# EXERCISE
Pick out every line in the items below that contains the word "white" and copy each of those lines. Treat the match as case-sensitive.

# Excerpt from the dataset
------------------------------------------------------------

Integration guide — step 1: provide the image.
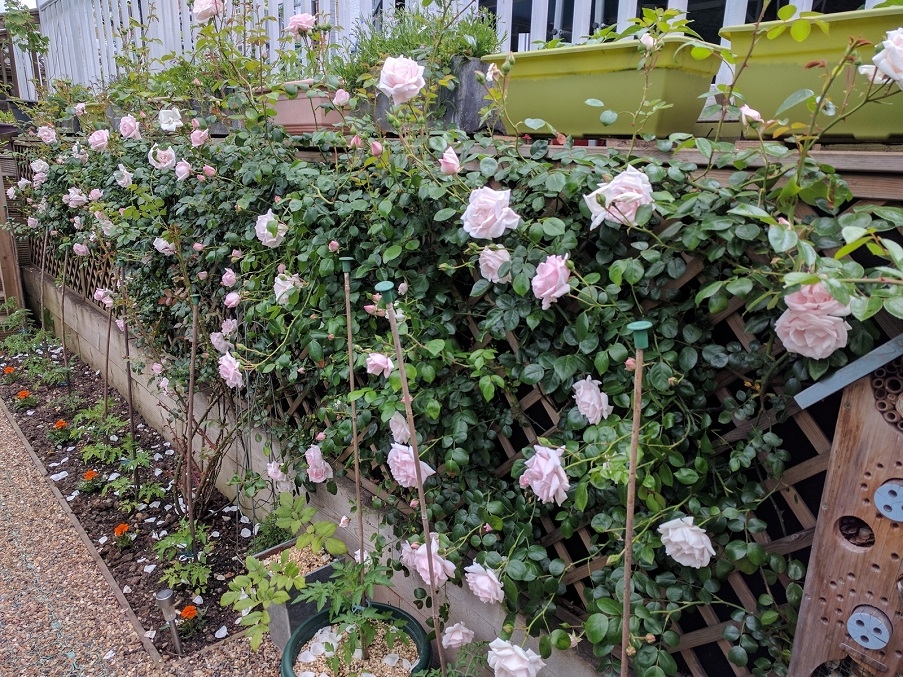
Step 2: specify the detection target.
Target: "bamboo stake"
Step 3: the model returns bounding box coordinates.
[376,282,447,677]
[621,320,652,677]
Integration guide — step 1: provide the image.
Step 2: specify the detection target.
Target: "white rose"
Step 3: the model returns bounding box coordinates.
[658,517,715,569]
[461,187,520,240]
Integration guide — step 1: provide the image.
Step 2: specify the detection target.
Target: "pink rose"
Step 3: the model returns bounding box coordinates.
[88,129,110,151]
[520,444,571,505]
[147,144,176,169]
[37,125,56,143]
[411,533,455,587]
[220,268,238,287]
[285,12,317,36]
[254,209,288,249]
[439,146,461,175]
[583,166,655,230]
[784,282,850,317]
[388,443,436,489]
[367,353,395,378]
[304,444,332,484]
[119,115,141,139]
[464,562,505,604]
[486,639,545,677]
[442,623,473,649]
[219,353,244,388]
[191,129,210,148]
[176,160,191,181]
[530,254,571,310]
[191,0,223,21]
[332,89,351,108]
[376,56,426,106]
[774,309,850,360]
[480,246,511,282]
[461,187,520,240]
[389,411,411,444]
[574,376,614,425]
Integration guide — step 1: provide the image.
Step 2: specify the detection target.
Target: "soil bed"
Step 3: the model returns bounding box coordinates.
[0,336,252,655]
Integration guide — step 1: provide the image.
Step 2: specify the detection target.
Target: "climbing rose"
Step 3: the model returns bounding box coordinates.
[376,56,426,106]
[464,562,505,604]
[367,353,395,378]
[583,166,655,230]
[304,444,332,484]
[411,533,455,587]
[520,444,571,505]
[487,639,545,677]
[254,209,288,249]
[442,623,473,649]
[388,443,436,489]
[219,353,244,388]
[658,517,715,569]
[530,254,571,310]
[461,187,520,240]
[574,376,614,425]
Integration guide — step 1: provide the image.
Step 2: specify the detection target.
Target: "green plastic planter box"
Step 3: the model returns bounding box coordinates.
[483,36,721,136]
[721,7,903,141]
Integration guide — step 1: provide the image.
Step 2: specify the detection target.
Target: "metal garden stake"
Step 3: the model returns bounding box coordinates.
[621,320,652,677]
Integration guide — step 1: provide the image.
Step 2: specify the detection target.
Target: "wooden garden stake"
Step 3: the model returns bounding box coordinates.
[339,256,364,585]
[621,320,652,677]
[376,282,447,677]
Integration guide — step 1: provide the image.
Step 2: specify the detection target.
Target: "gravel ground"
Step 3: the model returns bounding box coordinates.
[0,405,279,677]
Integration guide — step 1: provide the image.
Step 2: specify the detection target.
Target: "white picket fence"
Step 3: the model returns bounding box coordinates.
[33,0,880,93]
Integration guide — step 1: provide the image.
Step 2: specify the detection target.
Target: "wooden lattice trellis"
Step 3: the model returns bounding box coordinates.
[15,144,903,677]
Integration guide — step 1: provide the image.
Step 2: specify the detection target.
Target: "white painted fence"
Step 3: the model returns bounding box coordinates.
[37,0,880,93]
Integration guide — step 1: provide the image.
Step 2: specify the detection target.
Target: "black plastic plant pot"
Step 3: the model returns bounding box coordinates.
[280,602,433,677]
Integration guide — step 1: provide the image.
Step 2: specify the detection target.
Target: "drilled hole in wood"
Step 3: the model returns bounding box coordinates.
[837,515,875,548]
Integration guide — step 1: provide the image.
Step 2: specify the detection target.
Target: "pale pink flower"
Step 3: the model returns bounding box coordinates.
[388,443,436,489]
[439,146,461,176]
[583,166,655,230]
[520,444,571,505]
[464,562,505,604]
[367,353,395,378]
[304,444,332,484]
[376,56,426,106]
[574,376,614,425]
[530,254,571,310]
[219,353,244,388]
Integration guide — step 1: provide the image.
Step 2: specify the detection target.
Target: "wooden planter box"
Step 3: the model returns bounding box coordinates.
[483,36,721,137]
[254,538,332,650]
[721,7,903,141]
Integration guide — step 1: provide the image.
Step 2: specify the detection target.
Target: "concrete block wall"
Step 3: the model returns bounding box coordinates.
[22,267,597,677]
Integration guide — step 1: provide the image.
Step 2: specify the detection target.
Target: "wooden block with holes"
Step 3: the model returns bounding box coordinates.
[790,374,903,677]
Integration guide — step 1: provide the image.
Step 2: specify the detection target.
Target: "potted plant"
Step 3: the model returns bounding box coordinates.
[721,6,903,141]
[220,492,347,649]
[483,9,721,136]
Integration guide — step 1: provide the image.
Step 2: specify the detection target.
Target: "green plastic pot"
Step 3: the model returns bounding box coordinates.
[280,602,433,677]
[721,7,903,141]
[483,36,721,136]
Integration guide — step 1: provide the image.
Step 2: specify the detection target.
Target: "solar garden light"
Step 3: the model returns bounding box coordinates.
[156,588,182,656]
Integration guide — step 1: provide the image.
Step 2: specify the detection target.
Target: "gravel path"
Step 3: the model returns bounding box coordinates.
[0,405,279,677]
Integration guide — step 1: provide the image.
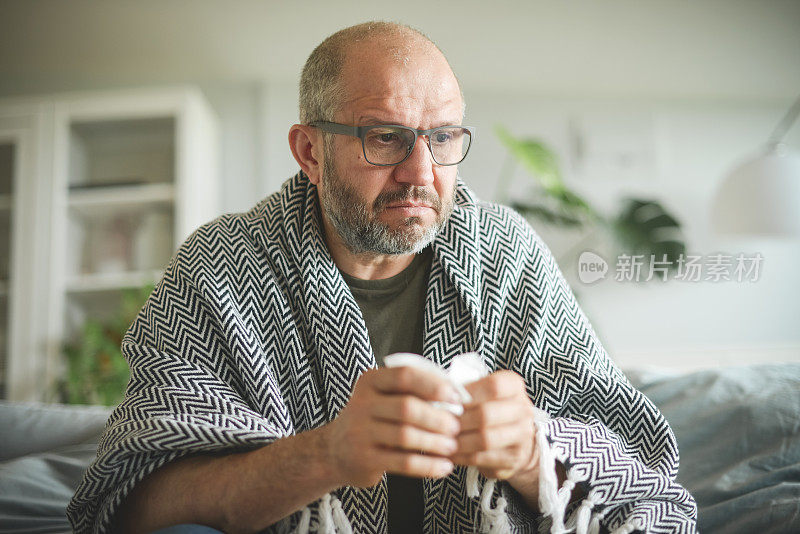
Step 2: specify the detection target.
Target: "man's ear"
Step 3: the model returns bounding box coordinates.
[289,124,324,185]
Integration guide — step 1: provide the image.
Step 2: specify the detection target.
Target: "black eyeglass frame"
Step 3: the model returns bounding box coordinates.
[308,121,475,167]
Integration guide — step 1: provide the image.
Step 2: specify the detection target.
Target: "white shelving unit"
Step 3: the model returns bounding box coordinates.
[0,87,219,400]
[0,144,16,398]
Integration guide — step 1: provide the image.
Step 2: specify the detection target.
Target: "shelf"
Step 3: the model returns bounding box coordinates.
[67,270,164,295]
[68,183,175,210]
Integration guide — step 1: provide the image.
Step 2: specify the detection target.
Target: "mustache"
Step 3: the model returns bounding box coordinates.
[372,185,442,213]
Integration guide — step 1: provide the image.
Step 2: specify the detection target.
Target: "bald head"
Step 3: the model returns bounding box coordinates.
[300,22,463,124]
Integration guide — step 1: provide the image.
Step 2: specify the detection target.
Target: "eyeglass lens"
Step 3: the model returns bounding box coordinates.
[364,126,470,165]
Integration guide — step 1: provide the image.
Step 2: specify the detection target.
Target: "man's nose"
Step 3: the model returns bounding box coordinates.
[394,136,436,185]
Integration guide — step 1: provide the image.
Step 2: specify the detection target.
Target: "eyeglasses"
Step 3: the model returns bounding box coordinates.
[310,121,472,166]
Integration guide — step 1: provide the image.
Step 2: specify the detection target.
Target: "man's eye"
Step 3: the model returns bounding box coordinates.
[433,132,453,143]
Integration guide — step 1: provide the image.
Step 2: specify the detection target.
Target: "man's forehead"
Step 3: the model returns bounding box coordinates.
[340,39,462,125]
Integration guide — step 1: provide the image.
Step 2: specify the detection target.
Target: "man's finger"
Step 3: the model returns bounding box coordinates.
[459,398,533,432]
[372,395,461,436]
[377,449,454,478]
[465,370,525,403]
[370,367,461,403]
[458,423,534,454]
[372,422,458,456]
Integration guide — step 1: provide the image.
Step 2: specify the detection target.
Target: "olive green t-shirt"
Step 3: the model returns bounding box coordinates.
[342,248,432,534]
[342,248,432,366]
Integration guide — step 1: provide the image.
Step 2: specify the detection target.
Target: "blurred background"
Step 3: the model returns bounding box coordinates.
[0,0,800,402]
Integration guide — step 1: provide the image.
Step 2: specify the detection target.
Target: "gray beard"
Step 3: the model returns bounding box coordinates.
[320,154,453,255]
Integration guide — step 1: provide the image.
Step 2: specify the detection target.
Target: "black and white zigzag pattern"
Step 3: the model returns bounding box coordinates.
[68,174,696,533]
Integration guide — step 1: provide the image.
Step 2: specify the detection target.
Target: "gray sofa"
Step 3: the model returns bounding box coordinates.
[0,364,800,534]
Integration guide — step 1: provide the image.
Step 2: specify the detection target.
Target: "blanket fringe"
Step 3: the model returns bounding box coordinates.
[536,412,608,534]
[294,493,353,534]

------------------------------------------------------------

# WRITTEN ANSWER
Target: "white rose"
Target: "white picket fence"
Target: "white painted fence"
Target: "white shelving unit"
Target: "black and white zigzag pattern"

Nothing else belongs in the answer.